→ **EXERCISE DIRECTIONS**
Convert the data below, from the line containing "the black hoodie, written" through the last line, inclusive, into a JSON list of strings with one string per line, omitting blank lines.

═══ EXERCISE MATERIALS

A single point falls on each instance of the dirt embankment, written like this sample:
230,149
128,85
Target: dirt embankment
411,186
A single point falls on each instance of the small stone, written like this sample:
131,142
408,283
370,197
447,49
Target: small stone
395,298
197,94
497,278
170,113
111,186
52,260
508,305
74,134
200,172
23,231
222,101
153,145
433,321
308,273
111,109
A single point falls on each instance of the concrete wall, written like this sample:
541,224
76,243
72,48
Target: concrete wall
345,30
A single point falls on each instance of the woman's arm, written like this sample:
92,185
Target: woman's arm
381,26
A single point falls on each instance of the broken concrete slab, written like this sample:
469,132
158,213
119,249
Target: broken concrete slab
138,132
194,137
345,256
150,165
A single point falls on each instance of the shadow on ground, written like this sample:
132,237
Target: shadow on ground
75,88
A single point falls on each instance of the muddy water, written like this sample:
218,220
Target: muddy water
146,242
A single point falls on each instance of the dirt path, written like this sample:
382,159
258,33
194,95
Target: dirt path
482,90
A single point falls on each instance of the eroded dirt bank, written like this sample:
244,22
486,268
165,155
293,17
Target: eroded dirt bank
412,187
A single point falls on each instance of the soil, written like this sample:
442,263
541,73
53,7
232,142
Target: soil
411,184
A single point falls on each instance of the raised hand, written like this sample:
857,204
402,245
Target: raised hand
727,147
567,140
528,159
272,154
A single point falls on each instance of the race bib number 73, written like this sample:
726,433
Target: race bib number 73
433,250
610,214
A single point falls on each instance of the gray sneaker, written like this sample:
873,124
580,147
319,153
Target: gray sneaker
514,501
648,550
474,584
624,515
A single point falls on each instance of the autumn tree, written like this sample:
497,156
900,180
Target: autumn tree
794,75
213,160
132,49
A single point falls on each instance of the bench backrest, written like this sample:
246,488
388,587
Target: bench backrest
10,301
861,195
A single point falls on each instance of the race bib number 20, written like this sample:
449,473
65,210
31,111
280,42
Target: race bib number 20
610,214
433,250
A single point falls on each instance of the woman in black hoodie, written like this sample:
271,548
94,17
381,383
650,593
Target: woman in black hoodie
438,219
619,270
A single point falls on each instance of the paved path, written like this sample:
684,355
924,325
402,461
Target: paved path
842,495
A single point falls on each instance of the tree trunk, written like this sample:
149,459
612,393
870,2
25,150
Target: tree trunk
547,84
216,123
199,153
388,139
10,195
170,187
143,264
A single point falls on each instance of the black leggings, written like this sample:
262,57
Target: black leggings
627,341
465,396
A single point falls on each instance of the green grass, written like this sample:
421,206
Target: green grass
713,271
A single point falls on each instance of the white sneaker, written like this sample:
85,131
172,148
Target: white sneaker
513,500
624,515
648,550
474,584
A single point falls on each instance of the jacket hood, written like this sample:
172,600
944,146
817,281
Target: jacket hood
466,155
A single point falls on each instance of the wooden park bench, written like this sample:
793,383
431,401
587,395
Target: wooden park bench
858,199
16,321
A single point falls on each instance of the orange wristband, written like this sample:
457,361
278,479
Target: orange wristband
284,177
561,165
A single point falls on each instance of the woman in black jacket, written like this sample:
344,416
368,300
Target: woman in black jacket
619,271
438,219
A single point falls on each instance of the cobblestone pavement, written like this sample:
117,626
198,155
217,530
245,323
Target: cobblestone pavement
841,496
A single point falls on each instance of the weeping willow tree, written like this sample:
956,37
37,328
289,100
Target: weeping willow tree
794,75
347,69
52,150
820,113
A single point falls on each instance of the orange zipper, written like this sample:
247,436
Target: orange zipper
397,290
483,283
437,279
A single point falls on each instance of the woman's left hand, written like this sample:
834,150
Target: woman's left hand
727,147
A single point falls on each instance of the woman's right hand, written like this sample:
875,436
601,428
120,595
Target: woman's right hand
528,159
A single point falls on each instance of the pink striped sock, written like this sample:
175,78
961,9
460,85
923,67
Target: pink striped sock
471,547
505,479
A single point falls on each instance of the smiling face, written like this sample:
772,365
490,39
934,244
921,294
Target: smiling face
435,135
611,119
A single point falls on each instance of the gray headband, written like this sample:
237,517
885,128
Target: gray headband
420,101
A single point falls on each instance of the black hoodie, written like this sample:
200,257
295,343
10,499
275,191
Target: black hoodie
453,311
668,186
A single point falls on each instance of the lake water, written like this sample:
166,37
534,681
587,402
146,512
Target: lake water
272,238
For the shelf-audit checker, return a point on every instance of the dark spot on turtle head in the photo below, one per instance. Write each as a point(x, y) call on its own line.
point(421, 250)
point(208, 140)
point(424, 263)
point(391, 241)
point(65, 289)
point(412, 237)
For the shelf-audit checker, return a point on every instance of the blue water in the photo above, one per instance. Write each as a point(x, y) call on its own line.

══════

→ **EXERCISE RESPONSE**
[
  "A single point falls on each instance of the black hoodie, written like this sample:",
  "200,257",
  "295,343",
  "10,499",
  "275,191",
  "Target: black hoodie",
  "453,311",
  "668,186",
  "A single point falls on each instance of the lake water, written like this sample:",
  "166,37",
  "534,681",
  "587,402",
  "146,512",
  "Target: lake water",
  "272,238",
  "For the shelf-audit checker, return a point on every instance of the dark spot on turtle head in the photo below, one per instance. Write each as a point(x, y) call on its own line.",
  "point(421, 250)",
  "point(208, 140)",
  "point(424, 263)",
  "point(391, 241)",
  "point(65, 289)",
  "point(412, 237)",
  "For the shelf-audit checker, return a point on every instance of the blue water in the photo above, one per instance. Write each as a point(x, y) call on its own line."
]